Liste jede Zeile aus dem folgenden Material auf, in der das Wort „striped“ vorkommt, und schreib sie Wort für Wort ab.

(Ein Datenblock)
——————————

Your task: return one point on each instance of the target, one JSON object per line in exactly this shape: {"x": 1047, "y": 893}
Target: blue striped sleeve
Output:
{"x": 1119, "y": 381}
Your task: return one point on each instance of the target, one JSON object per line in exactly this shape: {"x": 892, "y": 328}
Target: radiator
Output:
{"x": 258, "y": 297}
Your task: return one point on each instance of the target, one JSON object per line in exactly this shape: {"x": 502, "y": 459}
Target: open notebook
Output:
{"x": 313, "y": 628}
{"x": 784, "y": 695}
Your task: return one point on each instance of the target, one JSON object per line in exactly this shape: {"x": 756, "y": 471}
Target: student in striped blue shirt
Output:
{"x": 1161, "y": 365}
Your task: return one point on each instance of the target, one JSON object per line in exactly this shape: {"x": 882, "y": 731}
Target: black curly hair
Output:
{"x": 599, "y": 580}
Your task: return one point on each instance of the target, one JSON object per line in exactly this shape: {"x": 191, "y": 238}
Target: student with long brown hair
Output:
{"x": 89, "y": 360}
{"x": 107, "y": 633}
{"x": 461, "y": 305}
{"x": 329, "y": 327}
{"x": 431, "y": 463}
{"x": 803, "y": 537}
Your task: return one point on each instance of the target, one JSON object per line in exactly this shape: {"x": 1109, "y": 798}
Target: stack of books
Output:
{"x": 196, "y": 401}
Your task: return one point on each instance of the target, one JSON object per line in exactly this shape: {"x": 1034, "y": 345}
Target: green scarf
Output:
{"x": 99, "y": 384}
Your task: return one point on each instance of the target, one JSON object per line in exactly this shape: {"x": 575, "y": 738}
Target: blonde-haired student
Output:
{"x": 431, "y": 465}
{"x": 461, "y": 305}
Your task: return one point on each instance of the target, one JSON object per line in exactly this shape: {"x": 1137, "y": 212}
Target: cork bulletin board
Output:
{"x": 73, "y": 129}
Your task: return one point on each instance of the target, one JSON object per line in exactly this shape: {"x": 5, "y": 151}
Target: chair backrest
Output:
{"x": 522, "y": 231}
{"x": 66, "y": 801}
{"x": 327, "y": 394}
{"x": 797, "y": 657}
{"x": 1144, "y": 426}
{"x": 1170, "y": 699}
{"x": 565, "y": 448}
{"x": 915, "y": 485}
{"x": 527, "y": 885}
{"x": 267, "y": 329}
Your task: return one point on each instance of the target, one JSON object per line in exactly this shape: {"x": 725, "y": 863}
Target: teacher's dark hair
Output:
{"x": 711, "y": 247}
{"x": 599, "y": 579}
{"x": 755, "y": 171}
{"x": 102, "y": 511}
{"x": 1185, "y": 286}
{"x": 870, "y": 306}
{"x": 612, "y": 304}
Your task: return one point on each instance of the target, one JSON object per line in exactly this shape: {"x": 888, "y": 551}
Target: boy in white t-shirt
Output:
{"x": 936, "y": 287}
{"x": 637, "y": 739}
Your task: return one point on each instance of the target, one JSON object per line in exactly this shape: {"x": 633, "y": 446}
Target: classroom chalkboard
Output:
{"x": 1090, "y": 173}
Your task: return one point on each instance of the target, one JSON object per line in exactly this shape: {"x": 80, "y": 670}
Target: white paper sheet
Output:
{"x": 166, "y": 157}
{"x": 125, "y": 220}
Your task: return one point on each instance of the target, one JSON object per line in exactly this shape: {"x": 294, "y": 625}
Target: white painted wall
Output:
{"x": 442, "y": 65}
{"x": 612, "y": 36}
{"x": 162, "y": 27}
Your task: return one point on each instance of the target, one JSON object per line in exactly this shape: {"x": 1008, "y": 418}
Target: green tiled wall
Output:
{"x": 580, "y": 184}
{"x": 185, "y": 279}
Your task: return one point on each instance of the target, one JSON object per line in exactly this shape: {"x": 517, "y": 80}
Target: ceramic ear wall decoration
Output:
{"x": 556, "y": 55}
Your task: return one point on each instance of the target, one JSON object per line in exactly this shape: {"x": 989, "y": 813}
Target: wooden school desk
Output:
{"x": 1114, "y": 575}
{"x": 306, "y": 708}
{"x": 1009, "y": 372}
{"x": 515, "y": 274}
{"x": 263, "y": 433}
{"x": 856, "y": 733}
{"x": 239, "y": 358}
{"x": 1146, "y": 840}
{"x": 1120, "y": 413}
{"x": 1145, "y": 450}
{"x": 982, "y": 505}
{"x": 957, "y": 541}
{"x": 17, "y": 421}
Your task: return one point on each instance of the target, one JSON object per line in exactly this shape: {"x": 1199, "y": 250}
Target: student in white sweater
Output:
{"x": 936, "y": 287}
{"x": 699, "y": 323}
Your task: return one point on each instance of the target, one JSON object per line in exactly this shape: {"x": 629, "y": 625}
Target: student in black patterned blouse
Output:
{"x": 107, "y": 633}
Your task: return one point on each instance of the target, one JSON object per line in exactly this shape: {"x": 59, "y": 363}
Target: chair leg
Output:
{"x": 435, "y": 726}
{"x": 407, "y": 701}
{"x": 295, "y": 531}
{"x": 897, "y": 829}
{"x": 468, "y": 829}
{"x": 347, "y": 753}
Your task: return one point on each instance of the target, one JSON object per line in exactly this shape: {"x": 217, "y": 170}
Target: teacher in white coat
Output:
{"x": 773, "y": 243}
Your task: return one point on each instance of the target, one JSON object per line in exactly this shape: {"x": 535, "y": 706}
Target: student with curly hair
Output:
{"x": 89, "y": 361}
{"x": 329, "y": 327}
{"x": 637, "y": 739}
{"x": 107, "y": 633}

——————————

** Schriftliche Antwort **
Target: blue striped sleeve
Target: student in striped blue shirt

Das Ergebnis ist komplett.